::: STUDY TEXT

Before you jump right into it, it is important to know that probiotics come with mild side-effects too. This can include diarrhoea, constipation and gas. In some cases, the pet’s symptoms might be worse than its original condition.

I know what you’re thinking - aren't probiotics supposed to mitigate those issues? Well, yes! However, we have to give our dog’s body some time to adjust when we first introduce probiotics to their diet.

After all, we are adding beneficial bacteria and changing up their current gut flora. You may need to trial and error to see which probiotic works best for your pet and manage its dosage accordingly. Each and every one of our furkids is different after all.

How can I include Probiotics in my dog’s diet?

Some examples of probiotics you can feed your dog include:

1. Unflavoured Yogurt with live cultures

  • Many of our furry companions are lactose-intolerant. Please feed this sparingly and check their body’s reaction before giving more.
  • Some companies use cultures to MAKE yogurt, but they are NOT probiotic. Keep an eye out as it is a common misconception.
2. Unflavoured Milk kefir w live cultures
  • Milk becomes 99% lactose-free when made into kefir
  • Milk kefir has been known to contain up to 61 strains of beneficial bacteria and yeast, while yogurt usually only contains 5-6.
  • As with yogurt, some companies use cultures to MAKE kefir, but they are NOT probiotic. Keep an eye out for this as well!
3. Fermented vegetables
  • Choose ones with low-sodium with dog safe ingredients (stay away from ones containing garlic, onion etc)
4. Raw/Freeze dried green tripe
  • Raw green tripe has been known to contain Lactobacillus acidophilus, which is a great booster for intestinal health and immune function

5. Probiotics supplements

But first - is your dog on Antibiotics?

It is not advised to give probiotics and antibiotics at the same time. At the end of the day, probiotics are still a form of bacteria. Most antibiotics cannot distinguish between good and bad bacteria.

So, if your furkid is on both probiotics and antibiotics, it is recommended that you inform your veterinarian. Most veterinarians would advise you to feed probiotics and antibiotics hours apart to prevent drug-probiotic interaction.

What about…Prebiotics?

Prebiotics are non-digestible food ingredients that promote the growth of beneficial microorganisms in the digestive tract. They mostly come in the form of dietary fiber.

::::::

▶ _EXERCISE TASKS_
a – According to the text on probiotics for dogs, how many strains of beneficial bacteria and yeast has milk kefir been known to contain?
b – Write the next part of the text on probiotics for dogs, picking up right after its final sentence.

::: RECORDED DATA

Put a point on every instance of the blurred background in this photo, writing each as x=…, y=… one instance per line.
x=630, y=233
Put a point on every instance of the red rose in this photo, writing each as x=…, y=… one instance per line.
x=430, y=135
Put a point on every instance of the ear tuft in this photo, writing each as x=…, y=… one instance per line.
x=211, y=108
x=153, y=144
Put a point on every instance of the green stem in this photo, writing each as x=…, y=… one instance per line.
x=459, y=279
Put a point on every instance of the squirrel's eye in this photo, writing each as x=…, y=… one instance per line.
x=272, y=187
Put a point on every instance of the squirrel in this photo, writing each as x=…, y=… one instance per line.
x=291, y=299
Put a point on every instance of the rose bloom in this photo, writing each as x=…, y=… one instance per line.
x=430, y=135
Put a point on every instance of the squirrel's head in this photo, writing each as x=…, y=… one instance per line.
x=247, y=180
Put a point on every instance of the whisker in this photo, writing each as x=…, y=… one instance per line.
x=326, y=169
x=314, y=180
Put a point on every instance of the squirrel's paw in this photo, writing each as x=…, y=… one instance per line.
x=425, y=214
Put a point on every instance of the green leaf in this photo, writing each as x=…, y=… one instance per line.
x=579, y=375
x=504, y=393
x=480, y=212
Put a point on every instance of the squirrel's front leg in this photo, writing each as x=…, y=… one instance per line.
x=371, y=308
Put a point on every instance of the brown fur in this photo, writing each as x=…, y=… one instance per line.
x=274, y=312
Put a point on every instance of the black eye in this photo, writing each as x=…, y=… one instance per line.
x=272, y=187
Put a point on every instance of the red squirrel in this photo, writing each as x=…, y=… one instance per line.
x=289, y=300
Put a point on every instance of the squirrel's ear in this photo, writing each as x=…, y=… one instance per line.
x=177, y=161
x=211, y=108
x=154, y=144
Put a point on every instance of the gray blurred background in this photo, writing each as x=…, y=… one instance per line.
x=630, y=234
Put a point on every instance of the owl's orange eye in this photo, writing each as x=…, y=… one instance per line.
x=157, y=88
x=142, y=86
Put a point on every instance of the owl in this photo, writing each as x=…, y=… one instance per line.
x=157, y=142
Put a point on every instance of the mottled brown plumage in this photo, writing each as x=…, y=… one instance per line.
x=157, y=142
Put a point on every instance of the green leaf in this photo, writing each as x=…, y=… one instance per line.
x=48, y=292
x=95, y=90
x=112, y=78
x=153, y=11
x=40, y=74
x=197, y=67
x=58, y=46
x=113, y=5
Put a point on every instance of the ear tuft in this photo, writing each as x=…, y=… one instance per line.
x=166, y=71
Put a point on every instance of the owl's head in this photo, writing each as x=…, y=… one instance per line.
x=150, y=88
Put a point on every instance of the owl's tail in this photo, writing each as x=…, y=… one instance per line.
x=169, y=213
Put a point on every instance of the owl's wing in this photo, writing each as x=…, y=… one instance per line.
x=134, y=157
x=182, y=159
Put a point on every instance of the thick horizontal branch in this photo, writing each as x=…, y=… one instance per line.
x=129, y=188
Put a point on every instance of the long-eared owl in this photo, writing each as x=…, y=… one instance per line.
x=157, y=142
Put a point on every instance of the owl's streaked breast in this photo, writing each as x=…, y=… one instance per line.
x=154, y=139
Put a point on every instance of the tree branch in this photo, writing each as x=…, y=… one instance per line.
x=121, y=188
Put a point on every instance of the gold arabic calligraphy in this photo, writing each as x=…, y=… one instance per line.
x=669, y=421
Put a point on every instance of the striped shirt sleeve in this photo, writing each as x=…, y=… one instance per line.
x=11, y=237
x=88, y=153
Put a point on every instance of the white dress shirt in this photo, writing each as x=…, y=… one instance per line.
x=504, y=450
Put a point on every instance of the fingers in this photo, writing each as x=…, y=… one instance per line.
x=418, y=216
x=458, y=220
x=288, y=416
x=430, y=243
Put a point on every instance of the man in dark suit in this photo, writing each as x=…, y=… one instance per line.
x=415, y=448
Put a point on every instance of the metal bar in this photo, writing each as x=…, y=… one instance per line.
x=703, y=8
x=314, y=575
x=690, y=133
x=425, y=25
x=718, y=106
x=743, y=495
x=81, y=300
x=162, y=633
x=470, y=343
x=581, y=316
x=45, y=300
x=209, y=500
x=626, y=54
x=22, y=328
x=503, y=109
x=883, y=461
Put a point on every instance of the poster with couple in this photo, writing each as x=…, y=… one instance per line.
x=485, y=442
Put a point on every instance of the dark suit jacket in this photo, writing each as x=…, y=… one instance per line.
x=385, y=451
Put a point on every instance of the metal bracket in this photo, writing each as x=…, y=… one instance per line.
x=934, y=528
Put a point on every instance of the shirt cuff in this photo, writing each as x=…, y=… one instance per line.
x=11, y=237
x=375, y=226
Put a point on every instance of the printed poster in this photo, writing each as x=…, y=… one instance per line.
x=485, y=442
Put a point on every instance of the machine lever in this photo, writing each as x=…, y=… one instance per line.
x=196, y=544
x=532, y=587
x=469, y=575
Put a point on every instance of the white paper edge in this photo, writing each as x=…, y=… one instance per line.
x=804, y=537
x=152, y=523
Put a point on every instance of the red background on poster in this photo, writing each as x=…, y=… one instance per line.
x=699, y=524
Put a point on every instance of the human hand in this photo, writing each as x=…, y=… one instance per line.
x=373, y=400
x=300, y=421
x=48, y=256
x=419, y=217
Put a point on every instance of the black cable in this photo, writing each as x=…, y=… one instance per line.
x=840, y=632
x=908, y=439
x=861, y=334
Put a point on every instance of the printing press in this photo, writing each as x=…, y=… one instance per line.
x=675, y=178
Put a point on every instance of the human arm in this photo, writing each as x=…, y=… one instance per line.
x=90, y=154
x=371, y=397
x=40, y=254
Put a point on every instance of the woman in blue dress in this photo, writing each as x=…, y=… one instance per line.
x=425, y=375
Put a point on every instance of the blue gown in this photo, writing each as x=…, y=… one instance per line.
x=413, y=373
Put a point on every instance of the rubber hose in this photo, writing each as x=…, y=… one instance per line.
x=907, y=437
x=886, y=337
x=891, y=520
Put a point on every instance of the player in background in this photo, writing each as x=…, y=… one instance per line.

::::::

▶ _TASK-BY-TASK RESULTS_
a – Up to 61 strains.

b –
Apart from being metabolised by resident gut microbiomes, they also play a role in improving faecal texture & consistency. While probiotics are fragile and sometimes can’t reach the intestines, prebiotics reach the intestines easily.

In addition, prebiotics can alter gut pH for optimal nutrient absorption and decrease inflammation. Since we already know the benefits of probiotics, why not keep it going with prebiotics?

Some examples of prebiotics include:

  • Burdock roots
  • Chicory root
  • Dandelion greens
  • Apple
  • Banana
  • Flaxseed

We know we shared a lot of nerdy stuff…so here’s the TLDR:   

 Probiotic Prebiotic
  • Live bacteria that promote healthy digestive tract
  • Can be killed by stomach acid
  • Source: Fermented foods
  • Plant fiber that feeds beneficial bacteria in the gut
  • Not affected by heath or stomach acid
  • Source: Plant-based foods

 

What to Expect: Introducing Probiotics & Prebiotics 

As mentioned above, the new addition of probiotics can cause an upset tummy in some dogs. The symptoms usually include diarrhoea/constipation, slight bloating and flatulance.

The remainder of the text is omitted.